START PASSAGE

Gary A. Payne
Gary A. Payne was born in Highpoint, NC. He received his B.S. degree in agronomy from North Carolina State University, an M.S. and Ph.D. in plant pathology from Cornell University. After a short post-doc in Dr. J. M. Daly’s laboratory at the University of Nebraska in 1978, he accepted a position as assistant professor in the Department of Plant Pathology at North Carolina State University. He was promoted to associate professor in 1985 and to professor in 1990.
The primary goal of Dr. Payne’s research is to alleviate aflatoxin contamination problems in corn and other crops. His approach to this problem utilizes a diversity of strategies from studies on the epidemiology of fungal infection, study of fundamental biology and genetics of the fungus, and study of its toxin biosynthesis pathway. Dr. Payne’s early work focused on the importance of preharvest infection in aflatoxin contamination in corn. He has also conducted extensive studies on nutritional and environmental factors that influence aflatoxin accumulation.
His most exciting work has focused on gaining understanding and basic information on the biosynthetic pathway for aflatoxin. He and his associates developed a genetic transformation system that has allowed them to isolate and characterize genes in the aflatoxin biosynthesis pathway and to determine their regulation. Another important aspect of Dr. Payne’s research focuses on the development of molecular tools for screening corn germ plasm for resistance to A. flavus and to aflatoxin accumulation. These studies have led to the identification of two inhibitors, one that suppresses fungal growth and the other that interferes with aflatoxin accumulation. Dr. Payne has also been instrumental in developing A. flavus as a model genetic system.

END PASSAGE
START RAW DATA

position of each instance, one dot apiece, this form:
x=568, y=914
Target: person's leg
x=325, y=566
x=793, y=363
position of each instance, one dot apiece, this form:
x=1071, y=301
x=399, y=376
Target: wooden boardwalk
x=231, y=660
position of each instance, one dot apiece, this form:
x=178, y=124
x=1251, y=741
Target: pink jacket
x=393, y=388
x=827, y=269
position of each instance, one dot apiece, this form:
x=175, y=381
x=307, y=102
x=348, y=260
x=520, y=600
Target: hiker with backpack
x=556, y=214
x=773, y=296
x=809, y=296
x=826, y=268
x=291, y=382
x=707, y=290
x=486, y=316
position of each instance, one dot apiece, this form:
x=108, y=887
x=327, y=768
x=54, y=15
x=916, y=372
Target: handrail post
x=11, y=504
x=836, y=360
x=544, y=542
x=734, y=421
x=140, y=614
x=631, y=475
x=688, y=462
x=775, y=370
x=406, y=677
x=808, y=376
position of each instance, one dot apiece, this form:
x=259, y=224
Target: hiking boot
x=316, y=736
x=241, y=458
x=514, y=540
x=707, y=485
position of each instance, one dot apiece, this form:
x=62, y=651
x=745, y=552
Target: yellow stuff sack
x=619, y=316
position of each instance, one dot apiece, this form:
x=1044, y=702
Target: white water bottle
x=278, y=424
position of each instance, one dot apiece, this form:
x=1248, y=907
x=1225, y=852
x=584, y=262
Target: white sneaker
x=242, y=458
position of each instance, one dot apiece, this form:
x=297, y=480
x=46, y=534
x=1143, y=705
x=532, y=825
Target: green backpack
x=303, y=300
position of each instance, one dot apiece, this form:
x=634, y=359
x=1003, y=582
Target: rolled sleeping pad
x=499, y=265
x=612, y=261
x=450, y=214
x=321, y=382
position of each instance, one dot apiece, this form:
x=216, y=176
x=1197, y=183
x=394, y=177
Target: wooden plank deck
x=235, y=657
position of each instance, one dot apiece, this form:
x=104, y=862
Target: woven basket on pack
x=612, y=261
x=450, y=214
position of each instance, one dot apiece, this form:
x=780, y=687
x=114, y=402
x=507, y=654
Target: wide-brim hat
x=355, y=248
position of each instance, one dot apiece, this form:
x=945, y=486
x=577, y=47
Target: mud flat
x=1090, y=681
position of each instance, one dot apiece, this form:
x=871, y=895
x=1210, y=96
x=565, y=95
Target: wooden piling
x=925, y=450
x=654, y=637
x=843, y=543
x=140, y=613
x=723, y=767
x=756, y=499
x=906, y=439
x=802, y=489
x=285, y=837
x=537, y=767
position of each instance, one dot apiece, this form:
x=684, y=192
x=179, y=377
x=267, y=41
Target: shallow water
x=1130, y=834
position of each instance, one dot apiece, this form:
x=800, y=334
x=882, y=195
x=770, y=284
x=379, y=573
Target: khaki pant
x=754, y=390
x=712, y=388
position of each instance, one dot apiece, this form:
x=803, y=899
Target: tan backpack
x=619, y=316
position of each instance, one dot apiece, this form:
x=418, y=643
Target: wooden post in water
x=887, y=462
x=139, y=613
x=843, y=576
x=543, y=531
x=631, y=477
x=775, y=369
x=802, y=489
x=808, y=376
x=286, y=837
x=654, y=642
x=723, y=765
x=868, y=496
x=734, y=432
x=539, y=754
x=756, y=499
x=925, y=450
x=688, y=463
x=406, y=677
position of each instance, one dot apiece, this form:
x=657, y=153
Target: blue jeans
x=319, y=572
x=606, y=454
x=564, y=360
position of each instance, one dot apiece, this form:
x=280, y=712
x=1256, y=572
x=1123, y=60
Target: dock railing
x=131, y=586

END RAW DATA

§ **TASKS AND EXERCISES**
**A)** Rewrite the Gary A. Payne profile from "The primary goal" up to and including "influence aflatoxin accumulation.", replacing "corn" with "maize".
**B)** Answer these questions using the Gary A. Payne profile:
(i) At which university did Payne earn his M.S. and Ph.D.?
(ii) In what year was he promoted to professor?
(iii) What do the two inhibitors identified by his studies each do?
**C)** Continue the Gary A. Payne profile after its final sentence.

§ **TASK-BY-TASK OUTPUTS**
**A)**
The primary goal of Dr. Payne’s research is to alleviate aflatoxin contamination problems in maize and other crops. His approach to this problem utilizes a diversity of strategies from studies on the epidemiology of fungal infection, study of fundamental biology and genetics of the fungus, and study of its toxin biosynthesis pathway. Dr. Payne’s early work focused on the importance of preharvest infection in aflatoxin contamination in maize. He has also conducted extensive studies on nutritional and environmental factors that influence aflatoxin accumulation.

**B)**
(i) Cornell University.
(ii) 1990.
(iii) One suppresses fungal growth, and the other interferes with aflatoxin accumulation.

**C)**
In addition to Dr. Payne’s outstanding research contributions, he has excelled in the classroom and as a student adviser. He is currently an active participant in two graduate training grant programs on his campus. He has also been highly effective in serving as the primary adviser for 12 graduate thesis projects as well as working with a similar number of postdocs and visiting scientists. He has served as associate editor for Phytopathology and currently serves on the editorial board of Applied and Environmental Microbiology. In addition to serving on review panels of a number of competitive grants programs, he served as the plant pathology panel manager for the USDA-NRI competitive grants program.